Excerpted passage section start

October is Breast Cancer Awareness month, during which I was
personally and ironically introduced to the fear and uncertainty of a possible
diagnosis. While I have a family history
of breast cancer and helped care for my “granny” while she was going through
her treatment, I was surprised to discover a lump on myself. Being relatively
young, it’s not something that had ever really crossed my mind. Yet, it was
there, and obvious. So I made an appointment for the doctor who examined it and
told me “that it didn’t look good” and I was referred for a mammogram, which also
“didn’t look good”. Next step was an
ultrasound, where a “suspicious mass” was discovered. The radiologist came in
to the room and explained what she saw. The only words I understood were “vascular”
, “abnormal”, something about blood flow…apparently I don’t speak radiologist
and when she asked if I had questions, I figured it would be easier to say no
than have her bring me a dictionary and have her start over. I did get the part
about a biopsy which needed to be scheduled.
The first thing I thought about? Money. Without insurance, how were we going to
be able to afford that? It’s bad when the prospect of paying for any possible
treatment is scarier than an actual cancer diagnosis. I expressed this and
Komen Foundation entered my life. I have never been so thankful for an
organization in my life. I vow to donate and walk and do whatever it takes to
show my gratitude. Without them, and the care team at Summit View Health, my
experience would have been even more stressful than it was.
A core needle sample was needed, which would require a small
incision to allow the needle access. The thought of a large needle being poked
around into my breast tissue and around my nipple was less than appealing. And
yes, when my appointment came, I was a nervous wreck. But I pretended not to
be. So, you’d be cutting a hole in my breast and prodding around inside it with
a needle? No problem. Just another day. Obviously, the techs and the doctor saw
through my tough chick act, and were amazingly friendly and compassionate. The
biopsy was ultrasound guided and I could see the screen but when the Dr. started
the procedure and I saw the numbing needle start to probe around in my breast
tissue, I decided I’d keep my eyes shut for the remainder of the procedure. The
nurse tried to distract me: asking about my kids, Halloween costumes, etc. but
the “snap” of the spring loaded needle contraption used to obtain the core
samples was hard to ignore. The sound reminded me of a Nerf gun. “Snap!” “Snap!” Fortunately, the numbing was effective and
the “worms of tissue” were obtained. Which I absolutely did not want to look at,
but of course, my retired fire fighter/EMT was very interested in checking out.

Excerpted passage section end
Information section start

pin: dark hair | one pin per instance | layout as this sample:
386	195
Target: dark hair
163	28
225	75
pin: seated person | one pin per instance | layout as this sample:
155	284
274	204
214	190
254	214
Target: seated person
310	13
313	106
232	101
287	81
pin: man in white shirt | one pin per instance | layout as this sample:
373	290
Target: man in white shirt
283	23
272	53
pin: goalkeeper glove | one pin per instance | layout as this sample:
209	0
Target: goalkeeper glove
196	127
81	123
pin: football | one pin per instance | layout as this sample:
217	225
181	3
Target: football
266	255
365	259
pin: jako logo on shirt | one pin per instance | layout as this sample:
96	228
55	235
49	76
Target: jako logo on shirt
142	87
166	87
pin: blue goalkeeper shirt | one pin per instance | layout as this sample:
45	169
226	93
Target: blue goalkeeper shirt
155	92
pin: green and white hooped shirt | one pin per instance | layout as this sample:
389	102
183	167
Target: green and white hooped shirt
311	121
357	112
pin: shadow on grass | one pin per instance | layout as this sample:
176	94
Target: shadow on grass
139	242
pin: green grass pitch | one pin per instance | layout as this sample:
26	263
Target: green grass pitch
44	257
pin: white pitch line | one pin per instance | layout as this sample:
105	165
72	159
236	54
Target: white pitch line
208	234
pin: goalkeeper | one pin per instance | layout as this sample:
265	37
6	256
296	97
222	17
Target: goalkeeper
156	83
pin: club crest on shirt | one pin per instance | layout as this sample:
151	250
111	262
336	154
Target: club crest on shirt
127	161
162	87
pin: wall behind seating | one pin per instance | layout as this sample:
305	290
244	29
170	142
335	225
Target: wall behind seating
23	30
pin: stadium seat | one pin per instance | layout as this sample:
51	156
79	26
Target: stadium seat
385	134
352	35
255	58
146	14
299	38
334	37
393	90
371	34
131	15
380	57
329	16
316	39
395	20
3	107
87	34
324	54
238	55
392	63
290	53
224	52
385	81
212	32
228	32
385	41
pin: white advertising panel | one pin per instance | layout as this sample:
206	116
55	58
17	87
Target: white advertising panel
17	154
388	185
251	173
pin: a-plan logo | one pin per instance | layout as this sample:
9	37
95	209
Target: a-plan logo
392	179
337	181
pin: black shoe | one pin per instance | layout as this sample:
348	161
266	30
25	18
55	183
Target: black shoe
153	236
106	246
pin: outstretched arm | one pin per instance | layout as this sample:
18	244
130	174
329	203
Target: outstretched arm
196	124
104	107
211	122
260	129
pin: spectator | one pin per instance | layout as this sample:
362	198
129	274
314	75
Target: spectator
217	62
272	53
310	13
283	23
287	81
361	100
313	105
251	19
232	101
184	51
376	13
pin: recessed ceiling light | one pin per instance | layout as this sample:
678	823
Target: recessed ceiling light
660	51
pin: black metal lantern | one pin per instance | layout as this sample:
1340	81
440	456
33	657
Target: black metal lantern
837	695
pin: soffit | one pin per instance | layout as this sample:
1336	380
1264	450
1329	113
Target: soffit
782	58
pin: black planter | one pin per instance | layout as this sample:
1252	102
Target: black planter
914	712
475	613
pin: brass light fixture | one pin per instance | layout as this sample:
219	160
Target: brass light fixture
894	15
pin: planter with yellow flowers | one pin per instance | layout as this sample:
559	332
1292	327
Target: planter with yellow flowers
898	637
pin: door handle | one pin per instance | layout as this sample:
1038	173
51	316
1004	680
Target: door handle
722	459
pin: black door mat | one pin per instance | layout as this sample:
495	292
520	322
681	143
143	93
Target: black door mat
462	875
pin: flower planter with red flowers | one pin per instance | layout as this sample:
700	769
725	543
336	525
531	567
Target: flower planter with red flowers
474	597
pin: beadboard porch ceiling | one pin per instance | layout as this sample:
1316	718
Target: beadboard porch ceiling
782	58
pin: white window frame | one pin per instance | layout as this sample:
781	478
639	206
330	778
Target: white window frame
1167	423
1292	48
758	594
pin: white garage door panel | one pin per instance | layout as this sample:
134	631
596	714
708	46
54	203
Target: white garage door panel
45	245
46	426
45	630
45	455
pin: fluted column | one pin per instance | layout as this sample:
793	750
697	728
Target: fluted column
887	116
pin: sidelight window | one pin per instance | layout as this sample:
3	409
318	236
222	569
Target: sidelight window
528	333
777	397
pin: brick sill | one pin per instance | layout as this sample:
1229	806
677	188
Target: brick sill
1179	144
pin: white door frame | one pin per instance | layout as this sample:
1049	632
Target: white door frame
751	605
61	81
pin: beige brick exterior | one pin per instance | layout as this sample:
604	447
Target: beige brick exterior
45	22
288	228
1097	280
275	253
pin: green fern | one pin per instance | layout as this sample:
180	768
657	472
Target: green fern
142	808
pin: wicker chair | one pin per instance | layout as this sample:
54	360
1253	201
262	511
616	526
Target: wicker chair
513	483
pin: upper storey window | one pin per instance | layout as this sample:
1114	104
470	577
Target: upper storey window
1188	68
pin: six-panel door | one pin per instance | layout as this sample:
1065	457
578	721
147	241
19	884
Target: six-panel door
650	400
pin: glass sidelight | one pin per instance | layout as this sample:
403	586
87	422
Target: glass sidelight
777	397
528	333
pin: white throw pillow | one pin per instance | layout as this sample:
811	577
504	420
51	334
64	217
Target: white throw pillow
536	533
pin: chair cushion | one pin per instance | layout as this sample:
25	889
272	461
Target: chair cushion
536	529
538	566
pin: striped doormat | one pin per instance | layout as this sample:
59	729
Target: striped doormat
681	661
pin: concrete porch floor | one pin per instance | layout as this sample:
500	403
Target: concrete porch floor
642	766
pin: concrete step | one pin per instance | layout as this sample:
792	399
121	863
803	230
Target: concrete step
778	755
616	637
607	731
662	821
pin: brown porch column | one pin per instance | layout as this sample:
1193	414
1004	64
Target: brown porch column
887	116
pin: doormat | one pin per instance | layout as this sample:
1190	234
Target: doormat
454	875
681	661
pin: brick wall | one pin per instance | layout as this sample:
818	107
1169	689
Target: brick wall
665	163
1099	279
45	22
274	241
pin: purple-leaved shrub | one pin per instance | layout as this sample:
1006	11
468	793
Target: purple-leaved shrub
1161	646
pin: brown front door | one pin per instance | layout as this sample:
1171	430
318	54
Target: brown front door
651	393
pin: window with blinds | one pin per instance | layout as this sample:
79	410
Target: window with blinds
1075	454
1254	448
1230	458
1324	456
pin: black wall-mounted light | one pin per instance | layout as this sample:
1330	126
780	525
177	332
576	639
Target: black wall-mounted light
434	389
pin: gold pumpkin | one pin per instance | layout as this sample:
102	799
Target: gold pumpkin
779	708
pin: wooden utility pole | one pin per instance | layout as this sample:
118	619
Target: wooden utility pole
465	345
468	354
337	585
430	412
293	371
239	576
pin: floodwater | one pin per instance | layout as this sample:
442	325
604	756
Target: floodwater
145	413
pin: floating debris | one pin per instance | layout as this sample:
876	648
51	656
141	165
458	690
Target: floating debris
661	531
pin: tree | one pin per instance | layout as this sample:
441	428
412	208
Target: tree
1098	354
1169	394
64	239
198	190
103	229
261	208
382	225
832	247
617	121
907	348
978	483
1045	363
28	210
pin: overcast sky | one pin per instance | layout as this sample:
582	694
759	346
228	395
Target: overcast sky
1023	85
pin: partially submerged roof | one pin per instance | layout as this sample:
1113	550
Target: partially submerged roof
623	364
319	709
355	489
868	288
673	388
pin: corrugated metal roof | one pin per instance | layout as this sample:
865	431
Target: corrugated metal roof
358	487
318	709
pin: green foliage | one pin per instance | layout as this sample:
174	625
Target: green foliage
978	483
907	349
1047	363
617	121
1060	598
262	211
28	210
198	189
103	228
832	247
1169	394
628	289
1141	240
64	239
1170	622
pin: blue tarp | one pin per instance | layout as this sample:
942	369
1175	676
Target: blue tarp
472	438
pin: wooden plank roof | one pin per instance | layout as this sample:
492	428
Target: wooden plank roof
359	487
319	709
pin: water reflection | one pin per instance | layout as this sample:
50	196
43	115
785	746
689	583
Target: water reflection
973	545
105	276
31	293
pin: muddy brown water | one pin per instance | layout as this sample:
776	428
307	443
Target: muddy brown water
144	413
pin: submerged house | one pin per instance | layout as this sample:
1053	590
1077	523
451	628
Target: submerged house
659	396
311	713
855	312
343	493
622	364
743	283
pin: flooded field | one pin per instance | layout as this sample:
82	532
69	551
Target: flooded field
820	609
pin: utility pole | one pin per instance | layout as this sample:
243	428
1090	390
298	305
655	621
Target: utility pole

Information section end

**Exercise directions**
Return the breast biopsy passage word for word, everything from "The first thing" down to "than it was.".

**Output**
The first thing I thought about? Money. Without insurance, how were we going to
be able to afford that? It’s bad when the prospect of paying for any possible
treatment is scarier than an actual cancer diagnosis. I expressed this and
Komen Foundation entered my life. I have never been so thankful for an
organization in my life. I vow to donate and walk and do whatever it takes to
show my gratitude. Without them, and the care team at Summit View Health, my
experience would have been even more stressful than it was.